### YOUR ASSIGNMENT
Below are records to retype exactly, except for the pictures.
>>>>
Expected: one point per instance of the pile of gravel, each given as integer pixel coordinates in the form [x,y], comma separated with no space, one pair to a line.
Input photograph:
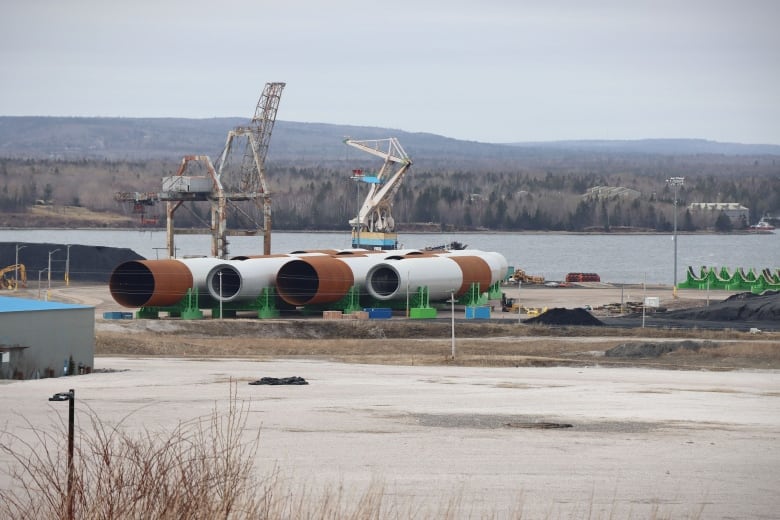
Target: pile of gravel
[561,316]
[652,350]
<<<<
### ANSWER SPACE
Expected: one point per instance of the pile of gravel, each given as integer pixel coordinates in the form [x,y], comma separated with no space, one pair to a line.
Input photograph:
Target: pile of gravel
[561,316]
[652,350]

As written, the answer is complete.